(Requirement)
Transcribe the entries below exactly, starting with the line that has "Target: roof ridge" and stopping after the line that has "Target: suction cup"; no pictures belong in the copy.

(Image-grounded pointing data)
━━━━━━━━━━━━━━━━━━━━━━━━━━━━━━

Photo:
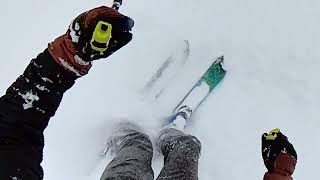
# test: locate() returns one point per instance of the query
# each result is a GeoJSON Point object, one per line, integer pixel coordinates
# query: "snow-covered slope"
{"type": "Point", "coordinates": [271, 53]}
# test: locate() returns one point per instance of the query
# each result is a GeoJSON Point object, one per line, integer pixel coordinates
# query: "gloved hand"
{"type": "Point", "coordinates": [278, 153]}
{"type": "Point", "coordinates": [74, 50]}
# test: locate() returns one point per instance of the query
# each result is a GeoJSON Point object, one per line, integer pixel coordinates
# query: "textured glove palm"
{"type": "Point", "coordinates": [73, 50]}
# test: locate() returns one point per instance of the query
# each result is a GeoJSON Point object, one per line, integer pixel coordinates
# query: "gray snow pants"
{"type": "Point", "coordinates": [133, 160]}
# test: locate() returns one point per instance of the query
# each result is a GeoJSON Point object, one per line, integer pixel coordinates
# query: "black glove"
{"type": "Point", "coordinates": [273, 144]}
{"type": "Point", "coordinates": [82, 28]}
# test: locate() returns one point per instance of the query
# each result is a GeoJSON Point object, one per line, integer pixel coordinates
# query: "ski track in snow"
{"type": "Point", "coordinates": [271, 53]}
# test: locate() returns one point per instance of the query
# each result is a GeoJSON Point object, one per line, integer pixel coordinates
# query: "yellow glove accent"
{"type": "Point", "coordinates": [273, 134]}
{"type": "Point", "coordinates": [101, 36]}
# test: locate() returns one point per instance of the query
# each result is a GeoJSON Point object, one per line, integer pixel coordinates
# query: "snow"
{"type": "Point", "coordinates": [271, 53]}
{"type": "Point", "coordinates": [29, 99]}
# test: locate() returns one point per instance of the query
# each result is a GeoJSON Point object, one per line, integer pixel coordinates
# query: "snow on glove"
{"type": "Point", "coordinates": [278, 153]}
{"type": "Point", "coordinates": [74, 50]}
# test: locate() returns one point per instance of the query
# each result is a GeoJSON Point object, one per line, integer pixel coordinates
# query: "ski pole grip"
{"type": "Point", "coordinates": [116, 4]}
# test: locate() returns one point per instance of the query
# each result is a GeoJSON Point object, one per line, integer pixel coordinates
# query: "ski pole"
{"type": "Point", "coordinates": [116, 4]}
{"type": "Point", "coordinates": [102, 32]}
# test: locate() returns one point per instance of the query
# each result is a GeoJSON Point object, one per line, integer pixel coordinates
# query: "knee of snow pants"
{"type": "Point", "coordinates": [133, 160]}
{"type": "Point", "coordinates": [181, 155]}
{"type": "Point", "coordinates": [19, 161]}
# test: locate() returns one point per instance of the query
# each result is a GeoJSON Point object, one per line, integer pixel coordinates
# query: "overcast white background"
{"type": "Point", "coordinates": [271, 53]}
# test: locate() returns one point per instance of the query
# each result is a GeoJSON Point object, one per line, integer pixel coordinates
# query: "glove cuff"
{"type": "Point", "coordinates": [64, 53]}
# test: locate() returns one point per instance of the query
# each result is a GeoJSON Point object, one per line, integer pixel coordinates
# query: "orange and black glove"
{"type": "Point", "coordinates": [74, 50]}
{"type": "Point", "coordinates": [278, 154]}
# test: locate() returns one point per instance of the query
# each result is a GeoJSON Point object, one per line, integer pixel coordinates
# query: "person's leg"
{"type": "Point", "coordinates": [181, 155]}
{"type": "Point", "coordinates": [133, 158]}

━━━━━━━━━━━━━━━━━━━━━━━━━━━━━━

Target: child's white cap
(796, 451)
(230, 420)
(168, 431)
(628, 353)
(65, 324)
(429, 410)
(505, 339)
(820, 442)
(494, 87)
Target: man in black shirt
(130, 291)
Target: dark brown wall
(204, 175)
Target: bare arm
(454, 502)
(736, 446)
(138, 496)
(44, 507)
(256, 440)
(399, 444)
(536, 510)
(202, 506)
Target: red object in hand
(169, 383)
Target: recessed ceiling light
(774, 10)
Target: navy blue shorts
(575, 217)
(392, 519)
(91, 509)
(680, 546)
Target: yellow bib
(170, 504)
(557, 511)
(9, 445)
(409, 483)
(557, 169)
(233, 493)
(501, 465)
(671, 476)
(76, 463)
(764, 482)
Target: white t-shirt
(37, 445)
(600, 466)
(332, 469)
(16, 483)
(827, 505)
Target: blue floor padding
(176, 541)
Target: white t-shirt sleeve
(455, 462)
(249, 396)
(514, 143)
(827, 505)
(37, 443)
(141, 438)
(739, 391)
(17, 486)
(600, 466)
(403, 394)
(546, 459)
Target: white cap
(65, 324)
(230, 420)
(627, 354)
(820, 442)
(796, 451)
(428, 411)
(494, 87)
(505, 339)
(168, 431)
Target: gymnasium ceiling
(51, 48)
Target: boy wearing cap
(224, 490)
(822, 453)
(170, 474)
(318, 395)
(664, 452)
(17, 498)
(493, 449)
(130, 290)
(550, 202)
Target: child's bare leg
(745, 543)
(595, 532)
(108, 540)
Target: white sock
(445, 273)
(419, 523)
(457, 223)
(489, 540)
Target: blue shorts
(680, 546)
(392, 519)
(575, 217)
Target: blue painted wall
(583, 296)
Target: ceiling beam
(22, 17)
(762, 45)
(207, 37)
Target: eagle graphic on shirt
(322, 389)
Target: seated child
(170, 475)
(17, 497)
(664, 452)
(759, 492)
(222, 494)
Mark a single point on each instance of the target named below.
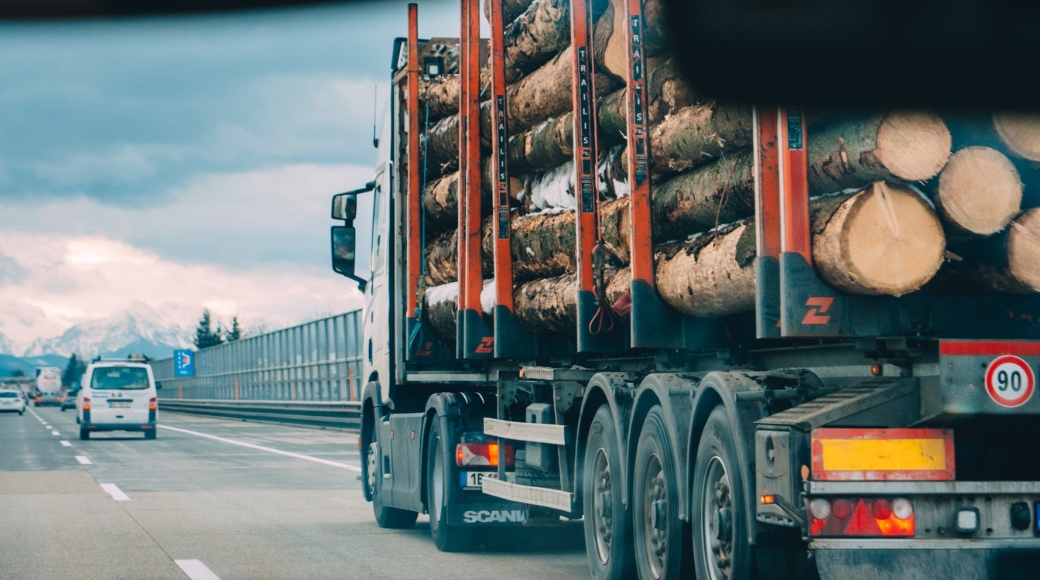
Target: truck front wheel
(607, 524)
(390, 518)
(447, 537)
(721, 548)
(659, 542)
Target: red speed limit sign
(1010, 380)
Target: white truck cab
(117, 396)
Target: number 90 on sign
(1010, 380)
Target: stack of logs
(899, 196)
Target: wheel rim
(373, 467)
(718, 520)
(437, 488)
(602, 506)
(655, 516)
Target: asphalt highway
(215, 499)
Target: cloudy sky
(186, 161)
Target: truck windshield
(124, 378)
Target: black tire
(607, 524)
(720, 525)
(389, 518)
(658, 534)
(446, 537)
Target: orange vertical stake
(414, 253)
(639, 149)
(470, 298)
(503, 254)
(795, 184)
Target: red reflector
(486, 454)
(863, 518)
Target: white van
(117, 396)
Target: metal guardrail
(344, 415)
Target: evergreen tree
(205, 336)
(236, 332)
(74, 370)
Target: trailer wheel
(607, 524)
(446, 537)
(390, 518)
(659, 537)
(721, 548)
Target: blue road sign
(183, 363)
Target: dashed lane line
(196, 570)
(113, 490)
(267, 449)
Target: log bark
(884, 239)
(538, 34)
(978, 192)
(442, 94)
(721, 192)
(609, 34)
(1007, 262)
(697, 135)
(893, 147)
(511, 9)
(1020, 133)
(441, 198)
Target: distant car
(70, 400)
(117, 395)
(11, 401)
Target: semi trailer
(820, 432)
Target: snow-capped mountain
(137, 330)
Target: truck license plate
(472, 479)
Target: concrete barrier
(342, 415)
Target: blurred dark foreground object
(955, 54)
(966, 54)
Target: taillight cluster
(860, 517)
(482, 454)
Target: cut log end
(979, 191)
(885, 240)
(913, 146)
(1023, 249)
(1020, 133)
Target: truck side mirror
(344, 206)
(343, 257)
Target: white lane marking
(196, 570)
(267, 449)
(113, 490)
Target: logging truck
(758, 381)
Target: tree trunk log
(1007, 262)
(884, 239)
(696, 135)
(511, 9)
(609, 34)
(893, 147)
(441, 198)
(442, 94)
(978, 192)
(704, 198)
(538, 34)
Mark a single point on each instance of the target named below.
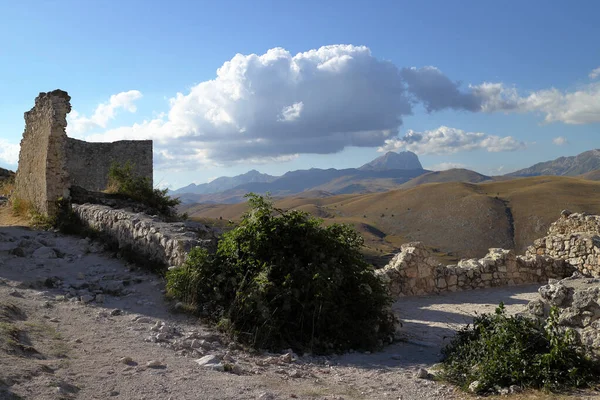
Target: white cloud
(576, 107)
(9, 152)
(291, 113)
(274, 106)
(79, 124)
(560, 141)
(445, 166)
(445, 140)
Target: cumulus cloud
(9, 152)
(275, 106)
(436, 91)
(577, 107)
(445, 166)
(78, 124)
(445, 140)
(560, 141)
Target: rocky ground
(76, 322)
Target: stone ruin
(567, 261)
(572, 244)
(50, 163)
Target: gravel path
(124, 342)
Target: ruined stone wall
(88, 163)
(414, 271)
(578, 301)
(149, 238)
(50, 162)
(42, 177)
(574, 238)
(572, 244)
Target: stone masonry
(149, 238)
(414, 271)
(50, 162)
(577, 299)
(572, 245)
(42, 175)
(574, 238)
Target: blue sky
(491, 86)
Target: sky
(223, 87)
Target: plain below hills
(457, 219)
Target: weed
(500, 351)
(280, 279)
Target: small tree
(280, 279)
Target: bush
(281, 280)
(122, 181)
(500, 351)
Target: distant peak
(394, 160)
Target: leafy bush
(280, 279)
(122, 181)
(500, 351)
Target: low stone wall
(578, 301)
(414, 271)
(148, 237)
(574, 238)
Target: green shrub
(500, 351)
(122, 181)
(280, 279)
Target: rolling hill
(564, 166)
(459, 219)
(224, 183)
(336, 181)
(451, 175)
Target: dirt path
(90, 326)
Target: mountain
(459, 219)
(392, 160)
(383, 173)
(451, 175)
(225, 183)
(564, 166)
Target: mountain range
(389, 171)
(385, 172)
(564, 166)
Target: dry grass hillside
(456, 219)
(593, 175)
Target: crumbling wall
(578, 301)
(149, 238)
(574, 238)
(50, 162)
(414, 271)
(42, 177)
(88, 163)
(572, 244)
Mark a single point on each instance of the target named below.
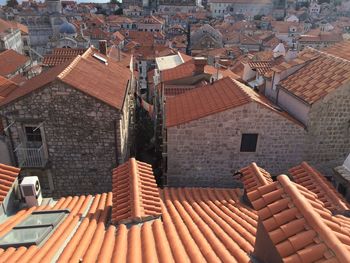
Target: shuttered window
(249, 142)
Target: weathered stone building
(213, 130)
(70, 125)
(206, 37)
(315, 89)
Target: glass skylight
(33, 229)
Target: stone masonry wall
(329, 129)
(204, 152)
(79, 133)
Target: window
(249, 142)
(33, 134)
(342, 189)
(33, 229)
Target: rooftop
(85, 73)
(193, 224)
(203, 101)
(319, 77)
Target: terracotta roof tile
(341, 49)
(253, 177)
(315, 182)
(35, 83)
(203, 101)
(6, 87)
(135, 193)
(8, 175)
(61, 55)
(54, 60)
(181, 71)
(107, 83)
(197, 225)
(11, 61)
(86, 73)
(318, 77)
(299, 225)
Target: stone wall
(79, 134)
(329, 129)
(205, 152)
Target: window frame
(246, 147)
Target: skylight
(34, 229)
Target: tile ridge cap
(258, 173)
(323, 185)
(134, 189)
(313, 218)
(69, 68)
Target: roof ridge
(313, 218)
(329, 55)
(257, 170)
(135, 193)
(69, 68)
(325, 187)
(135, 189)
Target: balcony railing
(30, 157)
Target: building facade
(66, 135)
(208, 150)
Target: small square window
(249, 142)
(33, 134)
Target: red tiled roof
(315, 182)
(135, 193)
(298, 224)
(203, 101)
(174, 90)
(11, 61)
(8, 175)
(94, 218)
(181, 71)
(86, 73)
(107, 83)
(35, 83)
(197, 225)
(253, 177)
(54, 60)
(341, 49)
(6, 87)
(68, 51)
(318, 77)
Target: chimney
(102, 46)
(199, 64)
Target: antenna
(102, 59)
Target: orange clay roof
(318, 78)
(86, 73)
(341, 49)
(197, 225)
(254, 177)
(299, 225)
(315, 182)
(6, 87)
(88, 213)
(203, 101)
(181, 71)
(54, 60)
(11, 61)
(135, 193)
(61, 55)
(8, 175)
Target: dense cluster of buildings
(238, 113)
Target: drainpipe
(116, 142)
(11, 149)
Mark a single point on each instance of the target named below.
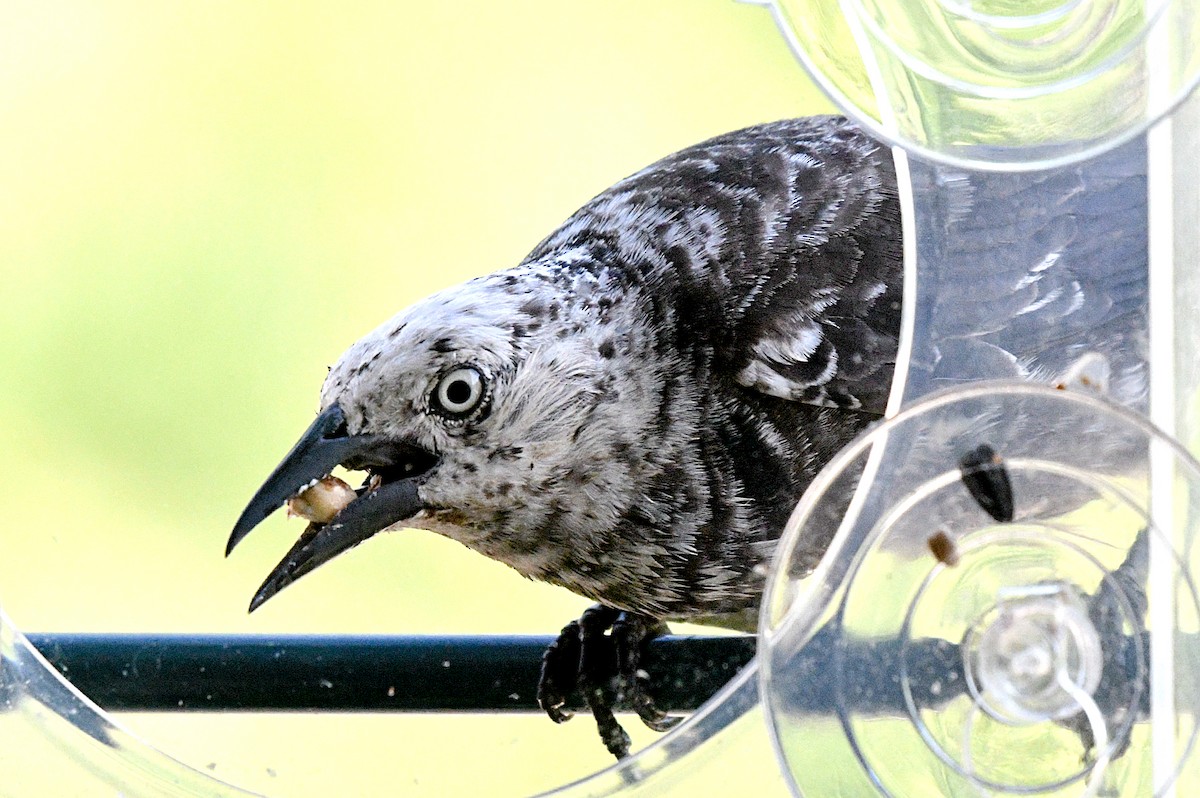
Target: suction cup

━━━━━━━━━━━━━━━━━━━━━━━━━━━━━━

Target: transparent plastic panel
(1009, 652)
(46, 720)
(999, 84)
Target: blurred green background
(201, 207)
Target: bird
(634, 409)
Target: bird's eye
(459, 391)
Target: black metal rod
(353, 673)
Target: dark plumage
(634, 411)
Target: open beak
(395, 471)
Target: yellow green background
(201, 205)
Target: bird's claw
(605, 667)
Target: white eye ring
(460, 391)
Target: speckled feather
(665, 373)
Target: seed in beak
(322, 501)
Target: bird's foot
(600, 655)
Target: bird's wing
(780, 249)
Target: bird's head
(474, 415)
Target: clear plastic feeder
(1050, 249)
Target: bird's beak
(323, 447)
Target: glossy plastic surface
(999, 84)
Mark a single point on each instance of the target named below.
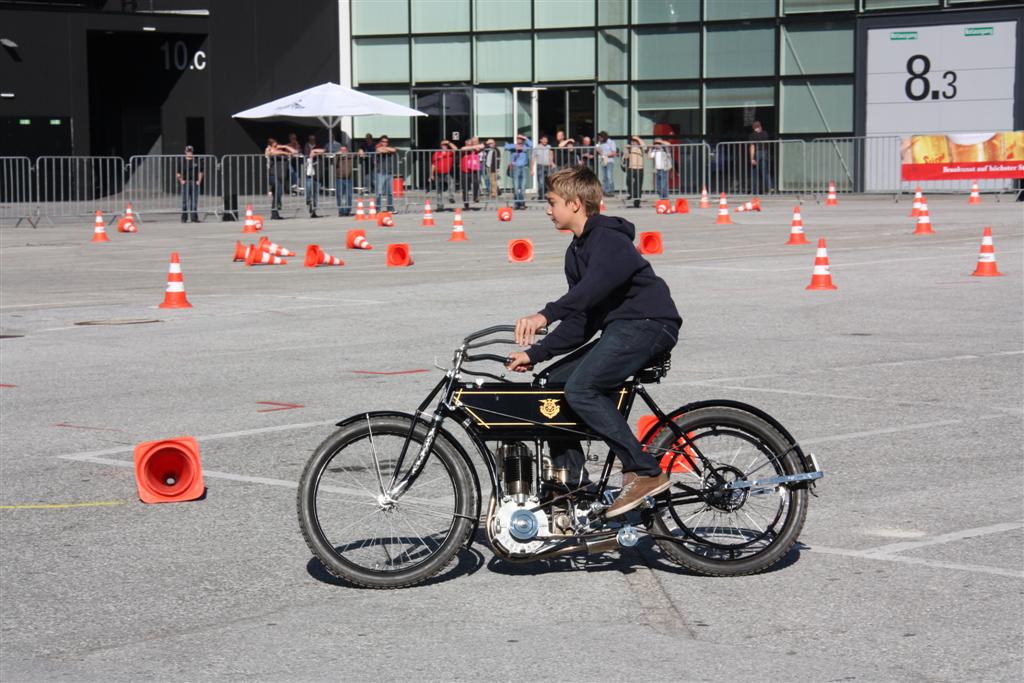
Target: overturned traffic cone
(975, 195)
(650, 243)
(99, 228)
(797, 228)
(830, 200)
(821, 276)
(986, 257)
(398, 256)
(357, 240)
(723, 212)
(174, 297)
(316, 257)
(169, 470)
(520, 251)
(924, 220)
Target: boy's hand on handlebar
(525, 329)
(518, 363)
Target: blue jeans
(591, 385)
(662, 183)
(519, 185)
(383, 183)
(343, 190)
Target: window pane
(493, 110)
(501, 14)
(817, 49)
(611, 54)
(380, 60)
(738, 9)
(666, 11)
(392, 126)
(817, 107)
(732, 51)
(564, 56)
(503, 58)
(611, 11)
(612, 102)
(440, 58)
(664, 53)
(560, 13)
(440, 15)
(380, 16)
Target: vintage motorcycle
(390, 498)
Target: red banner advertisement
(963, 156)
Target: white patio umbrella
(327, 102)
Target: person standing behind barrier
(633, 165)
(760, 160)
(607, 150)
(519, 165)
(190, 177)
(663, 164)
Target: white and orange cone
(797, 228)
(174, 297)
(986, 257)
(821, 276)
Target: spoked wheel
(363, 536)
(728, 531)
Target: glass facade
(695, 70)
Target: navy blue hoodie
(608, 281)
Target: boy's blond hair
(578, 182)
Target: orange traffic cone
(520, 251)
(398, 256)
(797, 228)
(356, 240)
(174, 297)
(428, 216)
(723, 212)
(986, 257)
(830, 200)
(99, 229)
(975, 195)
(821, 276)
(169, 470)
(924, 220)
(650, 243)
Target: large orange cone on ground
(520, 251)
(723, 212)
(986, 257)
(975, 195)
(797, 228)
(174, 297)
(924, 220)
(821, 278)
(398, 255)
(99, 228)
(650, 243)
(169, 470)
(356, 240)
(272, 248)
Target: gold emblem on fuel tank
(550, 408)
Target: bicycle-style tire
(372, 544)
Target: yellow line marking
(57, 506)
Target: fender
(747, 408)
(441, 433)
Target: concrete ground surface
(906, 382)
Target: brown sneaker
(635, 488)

━━━━━━━━━━━━━━━━━━━━━━━━━━━━━━

(Solution below)
Target: roof ridge
(313, 218)
(329, 55)
(257, 170)
(135, 193)
(69, 68)
(325, 187)
(135, 189)
Target: balcony railing
(30, 157)
Target: building facade
(66, 135)
(208, 150)
Target: small square window
(249, 142)
(33, 134)
Target: red tiled roof
(315, 182)
(135, 193)
(298, 224)
(203, 101)
(174, 90)
(11, 61)
(8, 175)
(94, 218)
(181, 71)
(86, 73)
(107, 83)
(35, 83)
(197, 225)
(253, 177)
(54, 60)
(341, 49)
(6, 87)
(68, 51)
(318, 77)
Target: chimney
(102, 46)
(199, 64)
Target: antenna
(102, 59)
Target: orange clay roof
(318, 78)
(86, 73)
(341, 49)
(197, 225)
(254, 177)
(299, 225)
(315, 182)
(6, 87)
(88, 213)
(203, 101)
(181, 71)
(54, 60)
(11, 61)
(135, 193)
(61, 55)
(8, 175)
Target: dense cluster of buildings
(238, 113)
Target: drainpipe
(116, 142)
(11, 149)
Mark a single point on each instance of the target named below.
Target: suction cup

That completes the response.